## Document extract
Starbucks SBUX said that its 15,000 U.S. outlets will be carrying the Impossible sausage in its breakfast sandwich. This follows Impossible’s success at Burger King, where its patty has apparently helped Burger King boost sales. The deal is huge for Impossible Foods because of the incremental distribution strength that will no doubt increase competition for Beyond Meat BYND.
But should Beyond Meat investors worry? Let’s find out-
Plant-based meats are the “in” thing now, if a recent Nielsen NLSN report is any indication. The study was carried out over the 9-week period ending May 2. Accordingly, it is the plant-based meat category that topped the charts, growing 264% during this period, followed by dried beans, canned meat, kidney beans and chickpeas, which grew 140%, 104%, 102% and 91%, respectively.
So, while there definitely was a fillip from the shortage of meat during this period, with some grocers fixing rations, the fact remains that the situation made people who wouldn’t normally eat a veggie burger, try it. And some might be genuinely surprised with the result with positive implications for both faux meat market leaders Beyond Meat and Impossible Foods. Both are widely available at grocers as well as quick service outlets, so people can easily come back for more.
But, will they be back? And what are the things that will bring them back? And make them choose one over the other?
According to this taster, who did a comparison test back in November 2019 and failed to pick a winner, the two products are subtly unique in terms of taste and are attempting different things in that regard. While both mainly target the regular meat eater, Impossible succeeds very well in mimicking the taste of meat, while Beyond tries to develop a new, unique taste that goes beyond meat, something perhaps like its name. He concludes that there’s no reason you should be choosing one over the other, as both taste really good.
The next factor that’s most important to people is health, which brings us to the question of ingredients as well as the extent of processing the veggie burger patty goes through.
Most people who eat meat consider it a healthy protein despite the fact that animals consume generous doses of hormones and antibiotics by the time they’re ready for slaughter. Not only that, they also eat grain that’s been subjected to insecticides and pesticides. Okay, some grass-fed options are available, but it isn’t practical to satisfy all demand this way. So a lot of people are already eating protein that’s fairly loaded with toxins. This is an important talking point for faux meat producers, one that is always countered with the question of processing.
Since faux meat doesn’t grow wild and its taste, texture and flavor are created by humans in labs, it’s generally not considered “fresh” whereas carcasses that are cut up in factories are. But the very fact that the amount of flesh, fat, bones etc an animal yields is controlled by what it’s fed is a bit like processing.
Processing itself needn’t be unhealthy. And Beyond says its faux meat is as healthy as it gets. With pea protein, moong beans and rice as the main ingredients and cocoa butter, coconut oil and beet juice as other elements, the company promises that none of its ingredients have been genetically modified.
Impossible doesn’t quite get there because it uses genetically modified ingredients to create “heme” or the juiciness that you’d typically find in real meat. It also uses soy as the main ingredient instead of peas, which can be problematic for some. But unlike Beyond, it does use organic ingredients. Both have more than their fair share of sodium.
On to the next point. This deals with the environmental impact, including cruelty or the lack thereof to animals. And of course the faux meat producers win this round hands down.

(Recorded data)

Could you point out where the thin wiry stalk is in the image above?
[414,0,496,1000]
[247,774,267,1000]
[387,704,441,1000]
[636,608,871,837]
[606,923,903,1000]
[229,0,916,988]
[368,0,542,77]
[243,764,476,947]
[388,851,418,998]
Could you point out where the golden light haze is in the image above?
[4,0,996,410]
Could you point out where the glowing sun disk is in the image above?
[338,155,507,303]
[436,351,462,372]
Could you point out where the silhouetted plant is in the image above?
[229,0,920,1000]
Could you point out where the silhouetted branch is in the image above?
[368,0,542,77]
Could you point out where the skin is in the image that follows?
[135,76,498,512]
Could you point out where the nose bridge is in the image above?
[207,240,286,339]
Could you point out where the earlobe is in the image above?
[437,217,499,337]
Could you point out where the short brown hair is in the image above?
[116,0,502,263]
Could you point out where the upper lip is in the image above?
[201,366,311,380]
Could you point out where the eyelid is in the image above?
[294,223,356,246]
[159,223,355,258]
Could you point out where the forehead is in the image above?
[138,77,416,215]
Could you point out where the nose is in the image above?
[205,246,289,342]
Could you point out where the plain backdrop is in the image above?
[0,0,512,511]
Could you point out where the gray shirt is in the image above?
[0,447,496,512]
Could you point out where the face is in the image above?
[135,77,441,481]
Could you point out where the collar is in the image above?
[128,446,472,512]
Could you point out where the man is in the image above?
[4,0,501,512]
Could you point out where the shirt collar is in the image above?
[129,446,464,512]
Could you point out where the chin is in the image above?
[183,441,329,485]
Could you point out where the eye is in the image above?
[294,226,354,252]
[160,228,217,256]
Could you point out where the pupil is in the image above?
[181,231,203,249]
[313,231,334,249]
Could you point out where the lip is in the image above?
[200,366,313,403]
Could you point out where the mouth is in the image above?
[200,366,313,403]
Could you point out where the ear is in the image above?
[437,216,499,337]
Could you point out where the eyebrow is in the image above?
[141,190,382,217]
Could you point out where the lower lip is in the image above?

## Work instruction 1
From the plant-based meat article, reproduce word for word the part that begins with the words "But, will they" and ends with "patty goes through.".
## Work instruction 2
According to the plant-based meat article, how much did the plant-based meat category grow during the Nielsen study period?

## Task solution 1
But, will they be back? And what are the things that will bring them back? And make them choose one over the other?
According to this taster, who did a comparison test back in November 2019 and failed to pick a winner, the two products are subtly unique in terms of taste and are attempting different things in that regard. While both mainly target the regular meat eater, Impossible succeeds very well in mimicking the taste of meat, while Beyond tries to develop a new, unique taste that goes beyond meat, something perhaps like its name. He concludes that there’s no reason you should be choosing one over the other, as both taste really good.
The next factor that’s most important to people is health, which brings us to the question of ingredients as well as the extent of processing the veggie burger patty goes through.

## Task solution 2
It grew 264% over the 9-week period ending May 2.